## begin
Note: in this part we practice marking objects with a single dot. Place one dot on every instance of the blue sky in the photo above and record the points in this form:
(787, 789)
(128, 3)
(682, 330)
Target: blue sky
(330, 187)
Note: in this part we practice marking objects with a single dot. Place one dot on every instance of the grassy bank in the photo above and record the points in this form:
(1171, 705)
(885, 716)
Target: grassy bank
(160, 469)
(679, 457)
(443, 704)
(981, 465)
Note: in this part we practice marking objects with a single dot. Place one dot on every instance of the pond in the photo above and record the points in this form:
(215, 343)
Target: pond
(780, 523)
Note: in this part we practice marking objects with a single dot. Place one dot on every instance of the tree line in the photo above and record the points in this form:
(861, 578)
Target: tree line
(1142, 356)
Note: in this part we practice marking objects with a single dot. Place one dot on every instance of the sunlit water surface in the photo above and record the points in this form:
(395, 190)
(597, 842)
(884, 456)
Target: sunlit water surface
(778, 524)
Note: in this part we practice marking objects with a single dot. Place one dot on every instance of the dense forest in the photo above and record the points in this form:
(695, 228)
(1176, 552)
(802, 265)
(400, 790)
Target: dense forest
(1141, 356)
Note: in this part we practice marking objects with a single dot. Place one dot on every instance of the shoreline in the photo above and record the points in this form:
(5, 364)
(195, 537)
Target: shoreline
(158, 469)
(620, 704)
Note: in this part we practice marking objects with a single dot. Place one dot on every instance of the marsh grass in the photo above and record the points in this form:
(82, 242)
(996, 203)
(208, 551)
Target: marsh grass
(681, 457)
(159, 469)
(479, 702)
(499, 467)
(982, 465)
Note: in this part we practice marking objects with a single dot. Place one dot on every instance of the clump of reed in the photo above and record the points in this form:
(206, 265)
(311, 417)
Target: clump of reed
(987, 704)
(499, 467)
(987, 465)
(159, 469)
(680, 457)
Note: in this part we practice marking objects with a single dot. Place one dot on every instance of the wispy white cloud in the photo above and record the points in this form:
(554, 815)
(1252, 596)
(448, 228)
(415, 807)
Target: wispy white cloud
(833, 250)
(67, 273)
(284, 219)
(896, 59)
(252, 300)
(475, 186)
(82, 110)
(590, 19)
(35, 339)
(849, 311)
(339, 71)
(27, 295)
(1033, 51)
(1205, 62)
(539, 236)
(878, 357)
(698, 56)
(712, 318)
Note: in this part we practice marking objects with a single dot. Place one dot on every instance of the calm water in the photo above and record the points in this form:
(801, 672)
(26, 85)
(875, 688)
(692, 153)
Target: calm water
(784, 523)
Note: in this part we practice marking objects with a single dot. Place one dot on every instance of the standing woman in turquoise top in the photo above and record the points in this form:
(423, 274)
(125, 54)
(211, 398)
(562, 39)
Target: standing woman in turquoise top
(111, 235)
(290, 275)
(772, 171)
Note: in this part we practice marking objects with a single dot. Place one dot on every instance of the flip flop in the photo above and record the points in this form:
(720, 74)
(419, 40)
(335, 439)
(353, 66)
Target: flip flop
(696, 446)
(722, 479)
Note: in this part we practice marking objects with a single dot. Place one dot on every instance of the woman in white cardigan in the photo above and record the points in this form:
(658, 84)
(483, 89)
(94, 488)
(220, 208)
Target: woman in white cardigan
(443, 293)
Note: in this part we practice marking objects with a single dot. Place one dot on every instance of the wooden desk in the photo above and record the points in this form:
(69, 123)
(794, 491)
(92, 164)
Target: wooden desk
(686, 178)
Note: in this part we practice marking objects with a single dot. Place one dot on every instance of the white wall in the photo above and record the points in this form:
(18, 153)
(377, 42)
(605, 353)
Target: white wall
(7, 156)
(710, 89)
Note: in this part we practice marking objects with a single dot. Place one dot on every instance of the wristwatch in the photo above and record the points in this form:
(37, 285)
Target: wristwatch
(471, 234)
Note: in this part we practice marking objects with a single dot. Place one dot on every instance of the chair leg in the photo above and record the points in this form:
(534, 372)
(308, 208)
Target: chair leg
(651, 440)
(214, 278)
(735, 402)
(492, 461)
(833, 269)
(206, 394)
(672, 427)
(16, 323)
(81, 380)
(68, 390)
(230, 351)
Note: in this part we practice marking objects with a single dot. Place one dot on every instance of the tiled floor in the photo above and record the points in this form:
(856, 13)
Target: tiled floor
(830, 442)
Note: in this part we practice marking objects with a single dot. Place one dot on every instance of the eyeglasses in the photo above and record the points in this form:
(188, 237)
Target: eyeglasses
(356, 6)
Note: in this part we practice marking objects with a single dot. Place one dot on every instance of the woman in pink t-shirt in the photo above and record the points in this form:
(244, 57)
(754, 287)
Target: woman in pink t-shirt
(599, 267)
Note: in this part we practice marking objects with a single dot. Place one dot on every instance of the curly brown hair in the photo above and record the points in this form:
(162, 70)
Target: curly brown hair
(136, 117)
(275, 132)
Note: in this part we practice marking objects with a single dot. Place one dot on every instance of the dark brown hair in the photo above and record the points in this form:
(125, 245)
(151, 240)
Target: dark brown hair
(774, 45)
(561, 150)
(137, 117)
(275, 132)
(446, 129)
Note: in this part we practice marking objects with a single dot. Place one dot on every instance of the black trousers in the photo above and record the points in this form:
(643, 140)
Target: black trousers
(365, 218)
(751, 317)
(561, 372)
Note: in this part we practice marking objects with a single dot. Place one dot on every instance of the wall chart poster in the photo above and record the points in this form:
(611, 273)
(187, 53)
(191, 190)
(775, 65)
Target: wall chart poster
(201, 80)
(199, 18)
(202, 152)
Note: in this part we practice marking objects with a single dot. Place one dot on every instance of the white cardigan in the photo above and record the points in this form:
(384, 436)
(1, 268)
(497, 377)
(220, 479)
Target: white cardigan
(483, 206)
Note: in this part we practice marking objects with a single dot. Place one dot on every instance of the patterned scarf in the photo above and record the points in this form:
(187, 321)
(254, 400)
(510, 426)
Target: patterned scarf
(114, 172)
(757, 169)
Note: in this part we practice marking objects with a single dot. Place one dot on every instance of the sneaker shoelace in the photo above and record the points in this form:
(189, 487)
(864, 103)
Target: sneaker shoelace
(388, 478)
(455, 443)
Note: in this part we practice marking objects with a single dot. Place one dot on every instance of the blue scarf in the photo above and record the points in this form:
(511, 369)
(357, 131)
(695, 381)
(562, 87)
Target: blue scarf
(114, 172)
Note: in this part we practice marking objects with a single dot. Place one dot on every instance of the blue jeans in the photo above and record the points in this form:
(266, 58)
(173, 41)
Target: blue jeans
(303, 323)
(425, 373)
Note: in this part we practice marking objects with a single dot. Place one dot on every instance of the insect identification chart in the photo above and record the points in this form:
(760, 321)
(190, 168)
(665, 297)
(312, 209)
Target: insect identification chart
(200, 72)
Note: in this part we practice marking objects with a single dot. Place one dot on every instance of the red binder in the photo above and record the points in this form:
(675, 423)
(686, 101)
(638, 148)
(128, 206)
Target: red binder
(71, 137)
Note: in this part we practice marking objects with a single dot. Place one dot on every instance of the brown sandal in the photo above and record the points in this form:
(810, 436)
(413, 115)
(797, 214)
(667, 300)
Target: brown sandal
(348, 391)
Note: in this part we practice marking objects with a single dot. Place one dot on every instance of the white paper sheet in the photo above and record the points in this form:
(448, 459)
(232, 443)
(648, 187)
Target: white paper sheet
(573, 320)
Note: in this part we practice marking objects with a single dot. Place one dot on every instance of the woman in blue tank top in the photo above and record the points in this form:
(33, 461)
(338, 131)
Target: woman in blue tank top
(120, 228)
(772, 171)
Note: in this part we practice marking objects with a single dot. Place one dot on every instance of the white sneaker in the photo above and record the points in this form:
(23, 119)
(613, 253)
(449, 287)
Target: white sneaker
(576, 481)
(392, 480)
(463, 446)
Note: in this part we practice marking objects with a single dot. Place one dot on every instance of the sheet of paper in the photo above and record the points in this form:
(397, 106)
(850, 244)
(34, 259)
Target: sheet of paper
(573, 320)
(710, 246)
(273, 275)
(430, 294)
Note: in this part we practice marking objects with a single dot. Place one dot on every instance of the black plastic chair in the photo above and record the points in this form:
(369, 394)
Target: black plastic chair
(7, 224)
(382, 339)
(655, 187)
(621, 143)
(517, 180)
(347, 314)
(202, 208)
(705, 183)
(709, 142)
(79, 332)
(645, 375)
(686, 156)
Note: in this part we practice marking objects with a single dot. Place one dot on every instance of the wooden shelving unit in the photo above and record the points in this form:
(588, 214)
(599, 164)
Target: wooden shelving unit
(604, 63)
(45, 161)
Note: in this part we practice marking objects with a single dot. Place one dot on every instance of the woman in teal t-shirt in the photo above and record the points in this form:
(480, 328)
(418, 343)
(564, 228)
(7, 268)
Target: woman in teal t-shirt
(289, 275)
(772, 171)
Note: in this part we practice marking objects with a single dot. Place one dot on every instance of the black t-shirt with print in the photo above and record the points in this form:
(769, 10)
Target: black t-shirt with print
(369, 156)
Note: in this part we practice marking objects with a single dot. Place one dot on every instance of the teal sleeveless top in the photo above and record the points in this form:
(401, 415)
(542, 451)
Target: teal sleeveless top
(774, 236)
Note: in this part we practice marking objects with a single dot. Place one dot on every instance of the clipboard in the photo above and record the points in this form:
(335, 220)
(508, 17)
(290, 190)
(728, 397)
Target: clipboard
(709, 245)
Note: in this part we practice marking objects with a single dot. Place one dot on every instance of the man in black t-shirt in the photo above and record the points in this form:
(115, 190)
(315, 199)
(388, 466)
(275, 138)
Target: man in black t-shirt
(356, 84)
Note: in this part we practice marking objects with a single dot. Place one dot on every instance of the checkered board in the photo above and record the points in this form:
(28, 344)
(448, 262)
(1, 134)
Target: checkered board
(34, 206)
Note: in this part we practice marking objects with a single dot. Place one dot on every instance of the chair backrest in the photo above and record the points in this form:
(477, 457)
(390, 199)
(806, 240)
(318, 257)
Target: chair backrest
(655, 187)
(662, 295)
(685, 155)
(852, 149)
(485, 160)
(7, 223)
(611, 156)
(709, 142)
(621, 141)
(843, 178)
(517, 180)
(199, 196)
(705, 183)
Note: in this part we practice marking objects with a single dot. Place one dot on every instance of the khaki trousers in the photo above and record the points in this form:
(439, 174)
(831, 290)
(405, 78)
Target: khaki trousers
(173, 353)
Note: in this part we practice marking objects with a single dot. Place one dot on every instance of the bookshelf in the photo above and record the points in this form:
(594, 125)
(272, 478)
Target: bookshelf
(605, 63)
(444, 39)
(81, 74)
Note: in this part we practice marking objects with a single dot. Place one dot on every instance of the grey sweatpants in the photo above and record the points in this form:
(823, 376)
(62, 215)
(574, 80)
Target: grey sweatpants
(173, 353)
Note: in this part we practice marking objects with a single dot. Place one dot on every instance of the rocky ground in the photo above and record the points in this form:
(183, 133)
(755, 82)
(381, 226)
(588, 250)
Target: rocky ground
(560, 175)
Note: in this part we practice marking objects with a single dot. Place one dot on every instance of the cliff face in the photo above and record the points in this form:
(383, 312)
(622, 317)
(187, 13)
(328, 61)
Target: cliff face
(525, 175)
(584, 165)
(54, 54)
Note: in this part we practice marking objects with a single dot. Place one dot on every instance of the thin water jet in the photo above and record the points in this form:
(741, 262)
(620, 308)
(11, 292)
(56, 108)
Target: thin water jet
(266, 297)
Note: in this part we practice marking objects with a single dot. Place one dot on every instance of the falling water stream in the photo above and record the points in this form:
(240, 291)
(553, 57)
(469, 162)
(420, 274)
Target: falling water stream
## end
## STATED TASK:
Rename "pond" to "lake" in everything from the line containing "of the grassy" down to the line containing "(1142, 356)", and give those lines again with no other change.

## EXPECTED ANSWER:
Note: in this part we practice marking objects with a single dot. Place one dot on every instance of the grassy bank in the photo above and record the points in this form:
(1171, 705)
(885, 716)
Target: grassy bank
(160, 469)
(679, 457)
(443, 704)
(981, 465)
Note: in this part we practice marking objects with a single dot. Place one dot on every instance of the lake in the photo above and record the points in this form:
(215, 343)
Target: lake
(780, 523)
Note: in this part we practice marking objects with a single dot. Place one dot on every instance of the tree line in the photo above and record the points in this form:
(861, 578)
Target: tree line
(1142, 356)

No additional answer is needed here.